*Stated goal*.
Please count the lines of the listing below that contain the string "shunting" and give only that number.

Point placement listing
** START **
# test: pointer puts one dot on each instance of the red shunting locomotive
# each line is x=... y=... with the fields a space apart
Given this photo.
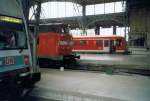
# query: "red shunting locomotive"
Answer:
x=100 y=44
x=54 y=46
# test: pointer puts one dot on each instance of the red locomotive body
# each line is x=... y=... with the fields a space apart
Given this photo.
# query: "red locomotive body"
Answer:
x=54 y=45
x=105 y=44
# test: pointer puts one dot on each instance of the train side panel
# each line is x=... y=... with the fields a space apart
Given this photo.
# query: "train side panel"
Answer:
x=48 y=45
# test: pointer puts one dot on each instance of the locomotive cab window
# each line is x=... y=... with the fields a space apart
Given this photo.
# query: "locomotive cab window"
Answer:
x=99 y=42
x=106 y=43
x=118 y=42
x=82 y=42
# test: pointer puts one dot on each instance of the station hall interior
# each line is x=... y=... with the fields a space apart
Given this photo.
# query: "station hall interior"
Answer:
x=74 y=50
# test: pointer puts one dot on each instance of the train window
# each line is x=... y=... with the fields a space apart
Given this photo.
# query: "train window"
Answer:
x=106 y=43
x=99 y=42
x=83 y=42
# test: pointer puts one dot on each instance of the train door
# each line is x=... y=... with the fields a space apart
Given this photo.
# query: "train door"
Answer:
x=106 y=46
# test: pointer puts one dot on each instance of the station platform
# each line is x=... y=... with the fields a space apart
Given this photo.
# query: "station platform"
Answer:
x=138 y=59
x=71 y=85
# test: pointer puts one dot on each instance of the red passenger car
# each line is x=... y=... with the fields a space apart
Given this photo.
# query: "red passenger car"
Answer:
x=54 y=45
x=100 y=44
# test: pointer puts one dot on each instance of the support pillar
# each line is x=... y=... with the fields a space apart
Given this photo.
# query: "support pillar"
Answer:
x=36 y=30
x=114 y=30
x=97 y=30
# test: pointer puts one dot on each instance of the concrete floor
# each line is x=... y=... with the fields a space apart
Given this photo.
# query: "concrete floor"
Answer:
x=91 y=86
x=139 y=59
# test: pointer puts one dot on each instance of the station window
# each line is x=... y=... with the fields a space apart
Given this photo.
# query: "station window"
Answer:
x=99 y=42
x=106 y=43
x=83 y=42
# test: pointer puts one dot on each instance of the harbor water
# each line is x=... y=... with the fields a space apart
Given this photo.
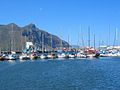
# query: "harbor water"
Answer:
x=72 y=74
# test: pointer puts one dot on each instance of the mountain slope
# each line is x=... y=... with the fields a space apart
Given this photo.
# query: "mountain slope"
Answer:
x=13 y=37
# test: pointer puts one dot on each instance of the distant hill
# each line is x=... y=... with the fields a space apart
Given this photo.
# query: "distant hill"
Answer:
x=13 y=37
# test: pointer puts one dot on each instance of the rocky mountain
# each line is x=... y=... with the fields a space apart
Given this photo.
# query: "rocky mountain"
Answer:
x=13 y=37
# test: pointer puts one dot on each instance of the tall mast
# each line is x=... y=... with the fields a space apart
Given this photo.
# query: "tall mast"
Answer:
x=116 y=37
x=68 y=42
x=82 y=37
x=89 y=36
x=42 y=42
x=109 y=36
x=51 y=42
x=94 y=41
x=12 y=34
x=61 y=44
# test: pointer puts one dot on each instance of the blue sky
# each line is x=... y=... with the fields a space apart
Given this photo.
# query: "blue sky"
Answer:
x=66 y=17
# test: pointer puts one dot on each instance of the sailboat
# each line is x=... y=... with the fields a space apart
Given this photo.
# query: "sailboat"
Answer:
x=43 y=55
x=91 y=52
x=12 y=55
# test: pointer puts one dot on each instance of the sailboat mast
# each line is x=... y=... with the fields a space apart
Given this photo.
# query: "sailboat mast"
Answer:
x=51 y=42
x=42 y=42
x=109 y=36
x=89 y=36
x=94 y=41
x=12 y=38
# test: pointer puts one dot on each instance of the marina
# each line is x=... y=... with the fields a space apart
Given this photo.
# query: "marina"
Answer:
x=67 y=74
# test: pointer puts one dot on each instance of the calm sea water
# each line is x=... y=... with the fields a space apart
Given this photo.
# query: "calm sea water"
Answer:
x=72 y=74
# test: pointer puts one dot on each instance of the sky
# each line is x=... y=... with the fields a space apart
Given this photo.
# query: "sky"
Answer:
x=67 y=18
** END **
** START **
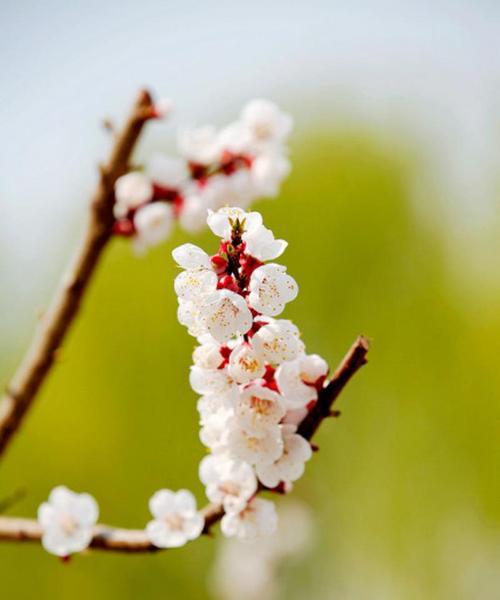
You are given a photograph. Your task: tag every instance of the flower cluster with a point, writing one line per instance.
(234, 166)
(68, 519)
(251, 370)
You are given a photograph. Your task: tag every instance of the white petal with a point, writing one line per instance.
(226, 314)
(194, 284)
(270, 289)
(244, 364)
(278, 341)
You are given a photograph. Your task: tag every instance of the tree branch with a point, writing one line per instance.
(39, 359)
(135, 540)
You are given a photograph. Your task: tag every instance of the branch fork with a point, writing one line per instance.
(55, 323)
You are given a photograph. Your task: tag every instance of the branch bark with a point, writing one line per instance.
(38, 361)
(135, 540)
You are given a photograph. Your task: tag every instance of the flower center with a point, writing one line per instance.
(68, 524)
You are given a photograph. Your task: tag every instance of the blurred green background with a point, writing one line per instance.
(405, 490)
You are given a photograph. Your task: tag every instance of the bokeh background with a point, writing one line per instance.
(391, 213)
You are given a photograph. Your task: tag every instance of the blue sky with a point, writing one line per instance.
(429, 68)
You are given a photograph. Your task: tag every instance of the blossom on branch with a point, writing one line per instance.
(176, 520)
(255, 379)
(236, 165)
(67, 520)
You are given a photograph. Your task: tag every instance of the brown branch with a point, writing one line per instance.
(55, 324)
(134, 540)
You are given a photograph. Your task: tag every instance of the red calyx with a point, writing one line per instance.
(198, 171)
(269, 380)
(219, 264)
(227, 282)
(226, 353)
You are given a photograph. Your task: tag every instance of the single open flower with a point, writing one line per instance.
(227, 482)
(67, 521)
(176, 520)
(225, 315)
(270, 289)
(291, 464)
** END **
*Solution to this problem*.
2